* **Extract**:
A direct mapped cache is like a table that has rows also called cache line and at least 2 columns one for the data and the other one for the tags.

Here is how it works: A read access to the cache takes the middle part of the address that is called index and use it as the row number. The data and the tag are looked up at the same time. Next, the tag needs to be compared with the upper part of the address to decide if the line is from the same address range in memory and is valid. At the same time, the lower part of the address can be used to select the requested data from cache line (I assume a cache line can hold data for several words).

I emphasized a little on data access and tag access+compare happens at the same time, because that is key to reduce the latency (purpose of a cache). The data path ram access doesn't need to be two steps.

The advantage is that a read is basically a simple table lookup and a compare.

But it is direct mapped that means for every read address there is exactly one place in the cache where this data could be cached. So the disadvantage is that a lot of other addresses would be mapped to the same place and may compete for this cache line.

deepsubmicron
  • 341
  • 1
  • 4
  • 1
    Talking about parallelism: One of the noteworthy properties of a direct mapped cache is that the tag path and the data path are independent. In the tag path, reading and comparing the tag to the address are two sequential operations which produce the hit/miss signal. In the data path, there is just one operation. The middle and the lower part of the address form a single address for the data RAM, to produce a single output word. How the RAM is organized internally doesn't really matter. – Mackie Messer Apr 13 '13 at 20:39
  • Yes, thanks for pointing this out. The two steps I described in the data path is just an implementation detail of the ram. – deepsubmicron Apr 14 '13 at 15:25
  • @deepsubmicron Can you go into more detail on the lower and upper parts of an address? How would you identify what the lower part is and what the upper part is? – committedandroider May 31 '15 at 07:53
  • How wide is the ram? The amount of words in a cache line that is the lower part of the address. The middle part is determined by the amount of rows in the ram. So the remaining bits is the upper part. – deepsubmicron Jun 23 '15 at 10:15
1

I have found a good book at the library that has offered me the clear explanation I needed and I will now share it here in case some other student stumbles across this thread while searching about caches.

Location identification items
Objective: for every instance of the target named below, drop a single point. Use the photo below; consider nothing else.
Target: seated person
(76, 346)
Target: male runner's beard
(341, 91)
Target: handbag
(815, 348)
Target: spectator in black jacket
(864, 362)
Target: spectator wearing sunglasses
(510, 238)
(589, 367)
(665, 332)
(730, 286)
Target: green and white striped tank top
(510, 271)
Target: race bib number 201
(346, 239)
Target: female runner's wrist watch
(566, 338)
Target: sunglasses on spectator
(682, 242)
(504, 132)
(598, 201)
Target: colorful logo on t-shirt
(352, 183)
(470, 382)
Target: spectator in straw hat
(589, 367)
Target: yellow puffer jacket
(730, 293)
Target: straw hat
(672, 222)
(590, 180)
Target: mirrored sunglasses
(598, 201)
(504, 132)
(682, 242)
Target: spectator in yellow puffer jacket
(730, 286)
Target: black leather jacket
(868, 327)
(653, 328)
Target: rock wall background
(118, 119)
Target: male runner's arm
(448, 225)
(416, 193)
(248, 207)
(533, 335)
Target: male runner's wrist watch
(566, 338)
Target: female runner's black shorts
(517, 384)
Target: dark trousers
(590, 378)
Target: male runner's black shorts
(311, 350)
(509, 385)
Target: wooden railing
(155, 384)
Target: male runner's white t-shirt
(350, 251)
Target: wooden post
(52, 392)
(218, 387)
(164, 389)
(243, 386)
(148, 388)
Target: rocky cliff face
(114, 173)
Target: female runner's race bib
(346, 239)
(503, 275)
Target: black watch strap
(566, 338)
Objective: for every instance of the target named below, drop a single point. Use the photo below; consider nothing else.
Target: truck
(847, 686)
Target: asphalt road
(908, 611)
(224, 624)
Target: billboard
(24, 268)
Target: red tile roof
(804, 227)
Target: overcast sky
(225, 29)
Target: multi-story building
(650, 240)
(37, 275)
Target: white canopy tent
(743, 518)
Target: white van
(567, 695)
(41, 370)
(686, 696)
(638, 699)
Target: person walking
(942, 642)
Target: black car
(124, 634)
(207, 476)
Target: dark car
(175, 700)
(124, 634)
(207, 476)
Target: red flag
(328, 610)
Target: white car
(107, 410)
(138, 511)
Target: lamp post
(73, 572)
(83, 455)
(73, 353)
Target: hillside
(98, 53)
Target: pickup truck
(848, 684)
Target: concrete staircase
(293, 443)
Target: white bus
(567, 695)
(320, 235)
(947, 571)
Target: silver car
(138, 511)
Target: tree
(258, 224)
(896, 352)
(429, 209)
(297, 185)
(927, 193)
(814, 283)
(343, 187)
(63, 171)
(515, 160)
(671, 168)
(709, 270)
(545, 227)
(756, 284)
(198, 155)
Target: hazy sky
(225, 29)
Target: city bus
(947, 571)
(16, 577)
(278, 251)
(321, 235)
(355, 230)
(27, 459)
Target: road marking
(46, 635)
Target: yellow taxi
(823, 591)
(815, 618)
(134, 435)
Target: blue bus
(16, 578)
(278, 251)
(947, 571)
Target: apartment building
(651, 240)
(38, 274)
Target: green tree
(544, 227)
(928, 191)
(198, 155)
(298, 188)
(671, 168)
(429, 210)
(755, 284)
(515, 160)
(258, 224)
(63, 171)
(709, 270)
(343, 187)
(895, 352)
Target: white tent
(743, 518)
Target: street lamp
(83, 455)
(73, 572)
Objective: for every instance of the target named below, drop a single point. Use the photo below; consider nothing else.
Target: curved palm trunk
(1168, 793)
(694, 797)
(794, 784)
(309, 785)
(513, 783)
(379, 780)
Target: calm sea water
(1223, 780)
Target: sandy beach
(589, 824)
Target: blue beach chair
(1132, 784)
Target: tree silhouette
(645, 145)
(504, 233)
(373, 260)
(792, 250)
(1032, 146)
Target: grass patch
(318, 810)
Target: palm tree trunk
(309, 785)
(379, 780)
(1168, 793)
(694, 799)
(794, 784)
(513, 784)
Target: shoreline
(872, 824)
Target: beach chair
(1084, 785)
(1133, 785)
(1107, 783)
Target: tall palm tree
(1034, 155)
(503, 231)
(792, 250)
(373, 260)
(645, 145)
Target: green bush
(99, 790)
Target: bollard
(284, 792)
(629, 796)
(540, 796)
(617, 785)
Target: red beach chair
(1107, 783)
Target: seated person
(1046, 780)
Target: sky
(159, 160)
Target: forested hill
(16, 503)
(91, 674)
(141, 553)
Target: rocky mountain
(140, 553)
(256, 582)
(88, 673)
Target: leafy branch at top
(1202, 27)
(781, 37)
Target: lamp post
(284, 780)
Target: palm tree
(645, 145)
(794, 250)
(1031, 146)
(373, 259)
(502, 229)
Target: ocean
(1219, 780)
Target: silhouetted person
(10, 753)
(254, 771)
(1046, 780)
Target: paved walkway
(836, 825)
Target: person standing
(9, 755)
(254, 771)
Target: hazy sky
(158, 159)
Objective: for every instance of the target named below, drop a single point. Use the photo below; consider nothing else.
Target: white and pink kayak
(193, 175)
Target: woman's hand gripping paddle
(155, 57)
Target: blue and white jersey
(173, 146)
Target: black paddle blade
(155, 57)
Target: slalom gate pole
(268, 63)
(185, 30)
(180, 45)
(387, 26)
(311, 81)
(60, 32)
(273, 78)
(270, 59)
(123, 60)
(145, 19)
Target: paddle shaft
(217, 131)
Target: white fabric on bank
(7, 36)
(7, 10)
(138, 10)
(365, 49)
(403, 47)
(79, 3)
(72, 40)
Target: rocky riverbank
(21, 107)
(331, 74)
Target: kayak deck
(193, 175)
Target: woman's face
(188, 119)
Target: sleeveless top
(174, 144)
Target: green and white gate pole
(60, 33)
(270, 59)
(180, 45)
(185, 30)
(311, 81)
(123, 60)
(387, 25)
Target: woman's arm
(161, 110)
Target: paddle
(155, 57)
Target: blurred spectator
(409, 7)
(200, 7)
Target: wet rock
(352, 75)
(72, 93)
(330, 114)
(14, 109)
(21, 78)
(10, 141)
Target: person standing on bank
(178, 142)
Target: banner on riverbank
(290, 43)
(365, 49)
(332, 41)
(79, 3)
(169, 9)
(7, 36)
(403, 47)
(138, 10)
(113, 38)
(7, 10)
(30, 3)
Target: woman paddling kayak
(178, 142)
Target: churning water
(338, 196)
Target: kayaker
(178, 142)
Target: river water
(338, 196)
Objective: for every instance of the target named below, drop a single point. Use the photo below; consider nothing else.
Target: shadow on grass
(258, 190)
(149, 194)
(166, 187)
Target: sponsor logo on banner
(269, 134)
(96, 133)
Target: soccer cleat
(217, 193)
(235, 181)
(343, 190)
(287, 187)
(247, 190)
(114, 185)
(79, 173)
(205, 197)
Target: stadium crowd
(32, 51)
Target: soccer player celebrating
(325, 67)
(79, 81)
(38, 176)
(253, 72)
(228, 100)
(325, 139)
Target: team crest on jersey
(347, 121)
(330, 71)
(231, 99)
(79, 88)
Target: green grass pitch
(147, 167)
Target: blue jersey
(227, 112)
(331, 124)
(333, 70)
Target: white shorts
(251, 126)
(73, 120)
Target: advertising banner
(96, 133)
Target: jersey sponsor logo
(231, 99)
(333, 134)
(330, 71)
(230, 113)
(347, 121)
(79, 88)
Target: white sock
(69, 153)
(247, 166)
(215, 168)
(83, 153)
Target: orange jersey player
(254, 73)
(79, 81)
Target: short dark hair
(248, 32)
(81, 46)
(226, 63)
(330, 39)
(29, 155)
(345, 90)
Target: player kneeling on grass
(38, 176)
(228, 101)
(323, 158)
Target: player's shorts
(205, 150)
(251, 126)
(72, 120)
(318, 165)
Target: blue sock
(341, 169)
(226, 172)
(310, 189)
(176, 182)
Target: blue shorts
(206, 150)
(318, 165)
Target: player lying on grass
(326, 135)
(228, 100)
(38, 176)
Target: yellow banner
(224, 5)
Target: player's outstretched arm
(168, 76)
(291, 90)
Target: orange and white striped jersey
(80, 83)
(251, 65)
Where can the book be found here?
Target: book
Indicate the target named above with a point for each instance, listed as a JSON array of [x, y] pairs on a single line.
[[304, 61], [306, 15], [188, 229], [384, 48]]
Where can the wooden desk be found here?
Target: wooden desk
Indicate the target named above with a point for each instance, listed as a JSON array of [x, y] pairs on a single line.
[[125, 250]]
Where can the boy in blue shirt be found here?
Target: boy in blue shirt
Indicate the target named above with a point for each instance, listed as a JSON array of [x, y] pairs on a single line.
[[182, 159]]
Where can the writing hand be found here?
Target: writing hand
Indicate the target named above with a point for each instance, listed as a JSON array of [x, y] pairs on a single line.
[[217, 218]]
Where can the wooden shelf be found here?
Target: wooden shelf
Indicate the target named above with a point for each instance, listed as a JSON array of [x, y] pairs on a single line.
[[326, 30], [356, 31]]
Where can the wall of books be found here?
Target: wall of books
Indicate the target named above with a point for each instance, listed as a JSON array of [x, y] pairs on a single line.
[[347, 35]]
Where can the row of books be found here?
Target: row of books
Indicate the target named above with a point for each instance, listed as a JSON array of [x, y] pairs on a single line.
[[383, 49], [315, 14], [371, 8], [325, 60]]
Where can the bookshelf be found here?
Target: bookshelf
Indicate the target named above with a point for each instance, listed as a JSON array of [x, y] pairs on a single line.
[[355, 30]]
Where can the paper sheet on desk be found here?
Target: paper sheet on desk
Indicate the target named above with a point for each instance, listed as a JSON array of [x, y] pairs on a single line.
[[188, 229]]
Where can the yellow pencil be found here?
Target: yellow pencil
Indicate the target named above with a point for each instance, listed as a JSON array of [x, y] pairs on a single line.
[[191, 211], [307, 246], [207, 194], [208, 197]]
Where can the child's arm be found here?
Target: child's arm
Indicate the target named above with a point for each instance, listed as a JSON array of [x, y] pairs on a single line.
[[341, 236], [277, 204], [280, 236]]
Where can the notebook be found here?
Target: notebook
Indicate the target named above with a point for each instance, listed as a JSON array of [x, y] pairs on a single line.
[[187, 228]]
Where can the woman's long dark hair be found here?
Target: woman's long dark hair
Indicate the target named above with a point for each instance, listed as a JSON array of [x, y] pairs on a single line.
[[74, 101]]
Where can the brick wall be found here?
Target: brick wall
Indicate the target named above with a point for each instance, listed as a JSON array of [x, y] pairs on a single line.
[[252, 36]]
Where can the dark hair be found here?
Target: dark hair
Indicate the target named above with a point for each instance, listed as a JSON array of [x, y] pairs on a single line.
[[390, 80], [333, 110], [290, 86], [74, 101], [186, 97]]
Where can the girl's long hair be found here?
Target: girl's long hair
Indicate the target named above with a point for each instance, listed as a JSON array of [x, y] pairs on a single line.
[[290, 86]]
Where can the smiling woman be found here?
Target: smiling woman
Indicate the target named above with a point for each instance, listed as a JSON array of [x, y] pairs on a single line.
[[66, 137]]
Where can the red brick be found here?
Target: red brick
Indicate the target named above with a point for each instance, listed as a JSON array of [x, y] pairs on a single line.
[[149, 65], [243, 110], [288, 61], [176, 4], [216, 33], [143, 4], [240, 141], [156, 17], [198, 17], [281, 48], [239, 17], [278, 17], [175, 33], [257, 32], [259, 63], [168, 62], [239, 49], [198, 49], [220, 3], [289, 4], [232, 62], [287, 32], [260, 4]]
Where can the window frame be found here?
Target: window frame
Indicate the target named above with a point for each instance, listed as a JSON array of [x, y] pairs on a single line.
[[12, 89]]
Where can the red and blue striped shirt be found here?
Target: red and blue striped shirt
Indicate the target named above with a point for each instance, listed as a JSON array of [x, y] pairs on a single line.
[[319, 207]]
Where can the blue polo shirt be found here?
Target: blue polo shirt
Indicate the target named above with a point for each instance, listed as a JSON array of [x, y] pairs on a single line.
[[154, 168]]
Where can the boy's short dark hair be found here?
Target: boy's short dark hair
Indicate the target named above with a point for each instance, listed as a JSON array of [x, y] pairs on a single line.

* **Short task A**:
Summarize the thread on direct mapped caches in two sentences.
* **Short task B**:
Write the next part of the thread on direct mapped caches, starting right after its final sentence.
The records have no connection to the thread on direct mapped caches.

* **Expected output A**:
A direct mapped cache works like a table in which the middle part of an address selects a row, the tag and data are read at the same time, and the tag is compared with the upper part of the address while the lower part selects the requested data. Its advantage is that a read is basically a table lookup and a compare, but because each address has exactly one place in the cache, many addresses can compete for the same cache line.

* **Expected output B**:
The book is "Computer Architecture - A Quantitative Approach" 3rd edition by Hennesy and Patterson, page 390.

First, keep in mind that the main memory is divided into blocks for the cache. If we have a 64 Bytes cache and 1 GB of RAM, the RAM would be divided into 128 KB blocks (1 GB of RAM / 64B of Cache = 128 KB Block size).

From the book:

Where can a block be placed in a cache?

  • If each block has only one place it can appear in the cache, the cache is said to be direct mapped. The destination block is calculated using this formula: <RAM Block Address> MOD <Number of Blocks in the Cache>

So, let's assume we have 32 blocks of RAM and 8 blocks of cache.

If we want to store block 12 from RAM to the cache, RAM block 12 would be stored into Cache block 4. Why? Because 12 / 8 = 1 remainder 4. The remainder is the destination block.

  • If a block can be placed anywhere in the cache, the cache is said to be fully associative.

  • If a block can be placed anywhere in a restricted set of places in the cache, the cache is set associative.

Basically, a set is a group of blocks in the cache. A block is first mapped onto a set and then the block can be placed anywhere inside the set.

The formula is: <RAM Block Address> MOD <Number of Sets in the Cache>

So, let's assume we have 32 blocks of RAM and a cache divided into 4 sets (each set having two blocks, meaning 8 blocks in total). This way set 0 would have blocks 0 and 1, set 1 would have blocks 2 and 3, and so on...

If we want to store RAM block 12 into the cache, the RAM block would be stored in the Cache blocks 0 or 1. Why? Because 12 / 4 = 3 remainder 0. Therefore set 0 is selected and the block can be placed anywhere inside set 0 (meaning block 0 and 1).

Now I'll go back to my original problem with the addresses.

How is a block found if it is in the cache?

Each block frame in the cache has an address. Just to make it clear, a block has both address and data.

The block address is divided into multiple pieces: Tag, Index and Offset.

The tag is used to find the block inside the cache, the index only shows the set in which the block is situated (making it quite redundant) and the offset is used to select the data.

By "select the data" I mean that in a cache block there will obviously be more than one memory locations, the offset is used to select between them.

So, if you want to imagine a table, these would be the columns:

TAG | INDEX | OFFSET | DATA 1 | DATA 2 | ... | DATA N

Tag would be used to find the block, index would show in which set the block is, offset would select one of the fields to its right.

I hope that my understanding of this is correct, if it is not please let me know.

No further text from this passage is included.